» **Sağlanan veriler**:
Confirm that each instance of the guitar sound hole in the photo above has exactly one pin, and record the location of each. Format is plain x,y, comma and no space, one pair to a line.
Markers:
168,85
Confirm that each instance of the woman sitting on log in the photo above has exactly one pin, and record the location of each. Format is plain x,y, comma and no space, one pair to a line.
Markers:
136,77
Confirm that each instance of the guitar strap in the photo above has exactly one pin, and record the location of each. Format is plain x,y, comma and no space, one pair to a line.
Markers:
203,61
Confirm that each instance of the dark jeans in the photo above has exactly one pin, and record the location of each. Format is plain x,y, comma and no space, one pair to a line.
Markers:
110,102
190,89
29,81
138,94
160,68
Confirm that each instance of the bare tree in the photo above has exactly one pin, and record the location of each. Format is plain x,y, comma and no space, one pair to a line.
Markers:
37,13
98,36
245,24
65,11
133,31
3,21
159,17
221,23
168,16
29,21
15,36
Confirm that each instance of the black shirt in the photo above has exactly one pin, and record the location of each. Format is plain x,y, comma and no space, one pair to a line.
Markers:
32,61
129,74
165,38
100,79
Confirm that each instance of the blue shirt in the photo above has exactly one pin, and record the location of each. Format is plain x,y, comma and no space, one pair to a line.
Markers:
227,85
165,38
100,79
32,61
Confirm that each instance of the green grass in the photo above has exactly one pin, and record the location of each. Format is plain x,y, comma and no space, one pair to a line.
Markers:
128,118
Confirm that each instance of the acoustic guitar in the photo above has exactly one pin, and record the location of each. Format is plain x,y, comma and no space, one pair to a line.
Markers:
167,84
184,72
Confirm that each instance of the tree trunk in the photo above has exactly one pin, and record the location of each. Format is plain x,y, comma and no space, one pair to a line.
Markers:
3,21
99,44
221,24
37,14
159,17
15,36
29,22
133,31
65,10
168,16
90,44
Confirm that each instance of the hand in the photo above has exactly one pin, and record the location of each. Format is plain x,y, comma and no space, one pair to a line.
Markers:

» **Verilen görev**: "Confirm that each instance of the tree" ifadesinin geçtiği satırdan öğelerin sonuna kadar olan satırları, iki uç da dahil olmak üzere, hiçbir değişiklik yapmadan kopyalayın.

» **Aşağıdaki çıktı**:
Confirm that each instance of the tree trunk in the photo above has exactly one pin, and record the location of each. Format is plain x,y, comma and no space, one pair to a line.
Markers:
3,21
99,44
221,24
37,14
159,17
15,36
29,22
133,31
65,10
168,16
90,44
Confirm that each instance of the hand in the photo above has exactly one pin, and record the location of each. Format is plain x,y, comma and no space, one pair to a line.
Markers:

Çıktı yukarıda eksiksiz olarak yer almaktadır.